→ Document section
┄┄┄┄┄┄┄┄┄┄
The affidavits submitted by the Defendant have also been examined. They do not contradict the Plaintiffs claim that there was extra security.
Finally, this Court agrees with the Monk Court that the totality of circumstances rule, is “most consistent with the public policy goals of our legal system, as well as the general tenor of our jurisprudence,” and that under this rule “the fact, therefore, that there is no evidence of a prior similar incident on the Defendant’s premises, although significant to foreseeability, is not dispositive.” 273 Conn. at 121, 869 A.2d 179. The extent to which a criminal act was reasonably foreseeable in this case is a question of facts and circumstances, and the Defendant is not entitled to Summary Judgment on this ground.
IY.
Whether There is a Genuine Issue of Material Fact Respecting the Issue of Causation
The Defendant argues that the Plaintiff was the victim on an unforeseeable random act of theft and violence and that his injuries were caused by the criminal acts of Robert Joyce, the individual arrested for the assault of the Plaintiff. The Defendant claims that therefore, the Plaintiffs injuries were not proximately caused by any acts or omissions of the Defendant and that the Defendant is entitled to Summary Judgment. The Court does not agree.
┄┄┄┄┄┄┄┄┄┄
→ Required actions
**a)** Please reproduce the text of the court opinion between "Finally, this Court" and "on this ground.", inclusive.
**b)** Answer these questions from the court opinion:
(i) Who was arrested for the assault of the Plaintiff?
(ii) The Court agrees with which other court about the totality of circumstances rule?
(iii) Which claim by the Plaintiff do the Defendant's affidavits not contradict?
The listing isn't needed for anything here.

(Records from a data collection)
┄┄┄┄┄┄┄┄┄┄
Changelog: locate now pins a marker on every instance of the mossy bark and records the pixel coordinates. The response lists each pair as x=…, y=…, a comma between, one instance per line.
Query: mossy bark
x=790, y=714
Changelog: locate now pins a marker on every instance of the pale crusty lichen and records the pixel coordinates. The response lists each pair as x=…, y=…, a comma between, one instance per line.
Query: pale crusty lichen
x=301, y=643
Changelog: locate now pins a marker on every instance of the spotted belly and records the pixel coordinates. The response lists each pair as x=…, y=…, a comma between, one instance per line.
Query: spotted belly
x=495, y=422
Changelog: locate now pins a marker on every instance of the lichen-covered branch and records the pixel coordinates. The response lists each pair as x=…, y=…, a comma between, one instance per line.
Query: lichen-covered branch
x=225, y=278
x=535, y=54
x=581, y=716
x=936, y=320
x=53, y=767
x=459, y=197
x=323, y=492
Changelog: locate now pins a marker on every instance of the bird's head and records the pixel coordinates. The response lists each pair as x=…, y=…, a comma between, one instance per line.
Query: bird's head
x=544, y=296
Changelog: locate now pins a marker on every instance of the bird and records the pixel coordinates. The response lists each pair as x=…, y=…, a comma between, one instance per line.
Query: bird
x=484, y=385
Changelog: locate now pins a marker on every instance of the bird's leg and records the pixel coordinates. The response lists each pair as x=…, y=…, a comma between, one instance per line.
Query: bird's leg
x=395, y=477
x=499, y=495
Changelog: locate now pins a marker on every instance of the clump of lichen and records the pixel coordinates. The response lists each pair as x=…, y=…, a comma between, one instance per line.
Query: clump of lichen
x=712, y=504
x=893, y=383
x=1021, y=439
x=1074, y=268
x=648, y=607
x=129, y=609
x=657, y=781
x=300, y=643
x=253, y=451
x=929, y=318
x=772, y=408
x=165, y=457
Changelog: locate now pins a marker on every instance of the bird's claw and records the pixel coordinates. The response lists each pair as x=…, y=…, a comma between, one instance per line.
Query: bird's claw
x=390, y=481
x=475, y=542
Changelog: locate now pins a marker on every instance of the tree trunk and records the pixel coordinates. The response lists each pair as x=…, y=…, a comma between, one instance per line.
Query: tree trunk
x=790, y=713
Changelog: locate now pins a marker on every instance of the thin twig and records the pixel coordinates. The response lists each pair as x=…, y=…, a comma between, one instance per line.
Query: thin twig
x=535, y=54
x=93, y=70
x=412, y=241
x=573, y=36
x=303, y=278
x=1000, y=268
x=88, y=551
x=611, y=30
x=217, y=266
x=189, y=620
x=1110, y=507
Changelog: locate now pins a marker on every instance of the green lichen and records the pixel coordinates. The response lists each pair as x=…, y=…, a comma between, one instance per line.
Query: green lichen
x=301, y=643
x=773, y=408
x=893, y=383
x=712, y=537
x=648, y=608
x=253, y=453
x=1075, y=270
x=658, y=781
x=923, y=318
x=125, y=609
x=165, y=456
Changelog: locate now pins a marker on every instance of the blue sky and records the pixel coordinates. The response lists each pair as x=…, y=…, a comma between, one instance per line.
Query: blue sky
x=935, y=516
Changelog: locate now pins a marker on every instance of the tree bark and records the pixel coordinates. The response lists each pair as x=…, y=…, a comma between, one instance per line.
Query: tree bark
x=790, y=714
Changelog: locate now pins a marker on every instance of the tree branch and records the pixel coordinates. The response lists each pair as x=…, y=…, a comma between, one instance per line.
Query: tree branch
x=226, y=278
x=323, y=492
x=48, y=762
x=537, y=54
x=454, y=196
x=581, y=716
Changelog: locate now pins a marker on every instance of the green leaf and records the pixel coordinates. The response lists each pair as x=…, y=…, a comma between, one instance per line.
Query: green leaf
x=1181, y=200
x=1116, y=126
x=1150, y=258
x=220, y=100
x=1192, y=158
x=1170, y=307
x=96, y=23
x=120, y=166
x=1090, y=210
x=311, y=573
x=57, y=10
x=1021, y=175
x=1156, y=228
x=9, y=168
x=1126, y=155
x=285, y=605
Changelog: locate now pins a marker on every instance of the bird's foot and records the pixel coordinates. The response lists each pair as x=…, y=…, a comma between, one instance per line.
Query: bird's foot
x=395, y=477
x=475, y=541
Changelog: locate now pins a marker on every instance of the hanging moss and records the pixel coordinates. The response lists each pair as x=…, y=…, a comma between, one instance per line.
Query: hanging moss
┄┄┄┄┄┄┄┄┄┄
→ Responses to the exercise
**a)**
Finally, this Court agrees with the Monk Court that the totality of circumstances rule, is “most consistent with the public policy goals of our legal system, as well as the general tenor of our jurisprudence,” and that under this rule “the fact, therefore, that there is no evidence of a prior similar incident on the Defendant’s premises, although significant to foreseeability, is not dispositive.” 273 Conn. at 121, 869 A.2d 179. The extent to which a criminal act was reasonably foreseeable in this case is a question of facts and circumstances, and the Defendant is not entitled to Summary Judgment on this ground.

**b)**
(i) Robert Joyce
(ii) The Monk Court
(iii) The claim that there was extra security